The party is less inclined to die on either of those hills. Indeed, Democrats from swing states and districts helped Republicans pass the Laken Riley Act, a bill aimed at clamping down on undocumented immigrants who commit nonviolent crimes. And Democrats, led Rep. Sarah McBride, D-Del., the first openly transgender member of Congress, have parried GOP taunts over trans rights by calling them an attempt to distract voters from a hollow economic agenda.
Sen. Adam Schiff, D-Calif., who was in many ways the face of the first resistance to Trump, agreed with the approach.
“I think we have to pick our fights and not chase after every crazy squirrel,” Schiff said in an interview.
As the House Intelligence Committee’s top Democrat, Schiff was a fixture on TV during Trump’s first term as he managed the first Trump impeachment. But now, Schiff said, the resistance must evolve.
“The renaming of the Gulf of Mexico and other absurdities like that we just let go,” he said. “But the stuff that really matters — the trade wars that are going to raise costs on people, the mass deportations that are going to raise food prices and cause suffering among huge numbers of families, the pardoning of criminals who beat police and now the focus on tax cuts for really rich people that will do nothing for working families. These are the big fights that we need to focus on.”
Unlike in their first defeat to Trump in 2016, this time Democrats lost the popular vote and saw their vaunted “Obama coalition” break into pieces, with many working-class voters and Latinos fleeing to Trump. There was no Russia investigation or foreign interference operation to blame this time.

**PROVIDED INFORMATION:**
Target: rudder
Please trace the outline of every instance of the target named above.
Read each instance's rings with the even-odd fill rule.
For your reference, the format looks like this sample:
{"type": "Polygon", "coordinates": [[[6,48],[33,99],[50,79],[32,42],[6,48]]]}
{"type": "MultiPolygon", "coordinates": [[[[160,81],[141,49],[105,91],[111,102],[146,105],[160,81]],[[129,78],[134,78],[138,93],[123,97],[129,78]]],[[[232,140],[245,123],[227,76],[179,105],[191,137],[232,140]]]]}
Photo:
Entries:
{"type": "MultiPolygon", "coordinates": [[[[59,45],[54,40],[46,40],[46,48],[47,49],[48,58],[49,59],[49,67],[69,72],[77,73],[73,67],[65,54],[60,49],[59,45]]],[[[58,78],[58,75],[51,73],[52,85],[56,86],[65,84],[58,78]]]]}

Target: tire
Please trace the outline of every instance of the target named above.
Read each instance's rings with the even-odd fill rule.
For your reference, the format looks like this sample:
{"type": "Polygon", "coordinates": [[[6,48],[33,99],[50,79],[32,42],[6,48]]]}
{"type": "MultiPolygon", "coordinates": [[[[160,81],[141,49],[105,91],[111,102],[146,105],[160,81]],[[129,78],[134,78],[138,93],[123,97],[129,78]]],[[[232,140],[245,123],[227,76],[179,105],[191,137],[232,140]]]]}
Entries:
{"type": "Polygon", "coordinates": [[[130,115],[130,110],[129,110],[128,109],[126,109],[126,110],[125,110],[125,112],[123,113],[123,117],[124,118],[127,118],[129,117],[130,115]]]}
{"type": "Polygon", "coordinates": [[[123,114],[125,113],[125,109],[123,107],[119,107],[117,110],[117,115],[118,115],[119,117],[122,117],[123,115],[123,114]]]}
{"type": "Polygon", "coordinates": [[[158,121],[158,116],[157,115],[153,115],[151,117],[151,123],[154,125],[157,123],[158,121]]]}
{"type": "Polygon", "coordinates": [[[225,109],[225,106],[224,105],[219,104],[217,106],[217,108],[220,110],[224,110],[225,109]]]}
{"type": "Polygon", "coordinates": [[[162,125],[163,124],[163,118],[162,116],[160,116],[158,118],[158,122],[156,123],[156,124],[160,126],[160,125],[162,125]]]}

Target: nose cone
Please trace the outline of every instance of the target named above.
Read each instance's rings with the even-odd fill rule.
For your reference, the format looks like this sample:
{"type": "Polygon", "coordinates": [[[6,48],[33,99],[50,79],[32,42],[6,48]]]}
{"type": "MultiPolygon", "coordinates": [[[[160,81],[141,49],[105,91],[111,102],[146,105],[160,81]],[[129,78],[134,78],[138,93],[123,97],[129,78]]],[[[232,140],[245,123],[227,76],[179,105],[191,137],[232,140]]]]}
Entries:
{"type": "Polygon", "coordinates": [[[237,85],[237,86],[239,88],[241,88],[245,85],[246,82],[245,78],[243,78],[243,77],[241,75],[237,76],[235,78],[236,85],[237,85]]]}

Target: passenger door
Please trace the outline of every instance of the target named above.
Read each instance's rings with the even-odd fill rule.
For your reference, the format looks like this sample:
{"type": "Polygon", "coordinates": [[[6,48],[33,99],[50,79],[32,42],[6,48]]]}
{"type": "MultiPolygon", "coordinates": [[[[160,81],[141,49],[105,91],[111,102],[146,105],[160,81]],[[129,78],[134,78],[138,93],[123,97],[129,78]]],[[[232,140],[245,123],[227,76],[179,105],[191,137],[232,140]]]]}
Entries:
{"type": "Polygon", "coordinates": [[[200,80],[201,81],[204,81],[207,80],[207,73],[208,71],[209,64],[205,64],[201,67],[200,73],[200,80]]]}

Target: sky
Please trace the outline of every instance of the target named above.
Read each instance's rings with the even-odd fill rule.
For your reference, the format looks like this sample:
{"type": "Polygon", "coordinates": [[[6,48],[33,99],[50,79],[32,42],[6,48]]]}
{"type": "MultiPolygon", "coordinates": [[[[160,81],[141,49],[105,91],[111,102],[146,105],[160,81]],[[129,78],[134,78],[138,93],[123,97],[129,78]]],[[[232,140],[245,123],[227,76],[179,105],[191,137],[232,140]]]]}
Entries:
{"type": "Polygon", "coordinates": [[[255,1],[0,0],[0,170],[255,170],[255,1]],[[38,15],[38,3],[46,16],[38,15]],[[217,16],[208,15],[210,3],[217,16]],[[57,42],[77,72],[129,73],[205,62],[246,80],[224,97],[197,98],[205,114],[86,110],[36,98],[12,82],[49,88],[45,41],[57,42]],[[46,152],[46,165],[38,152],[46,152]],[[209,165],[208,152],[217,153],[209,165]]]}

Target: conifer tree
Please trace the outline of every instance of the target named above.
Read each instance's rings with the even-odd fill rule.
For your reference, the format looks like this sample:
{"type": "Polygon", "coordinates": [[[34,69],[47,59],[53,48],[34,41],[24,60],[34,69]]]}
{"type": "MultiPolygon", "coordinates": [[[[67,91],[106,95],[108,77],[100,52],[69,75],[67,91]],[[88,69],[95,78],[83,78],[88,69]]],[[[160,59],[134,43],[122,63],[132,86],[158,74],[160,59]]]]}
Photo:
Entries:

**WHAT IS NEEDED:** From the passage above on how Democrats are choosing their fights with Trump, set down the part starting at "Sen. Adam Schiff, D-Calif., who" and ending at "resistance must evolve.", with every word unchanged.

**WRITTEN SOLUTION:**
Sen. Adam Schiff, D-Calif., who was in many ways the face of the first resistance to Trump, agreed with the approach.
“I think we have to pick our fights and not chase after every crazy squirrel,” Schiff said in an interview.
As the House Intelligence Committee’s top Democrat, Schiff was a fixture on TV during Trump’s first term as he managed the first Trump impeachment. But now, Schiff said, the resistance must evolve.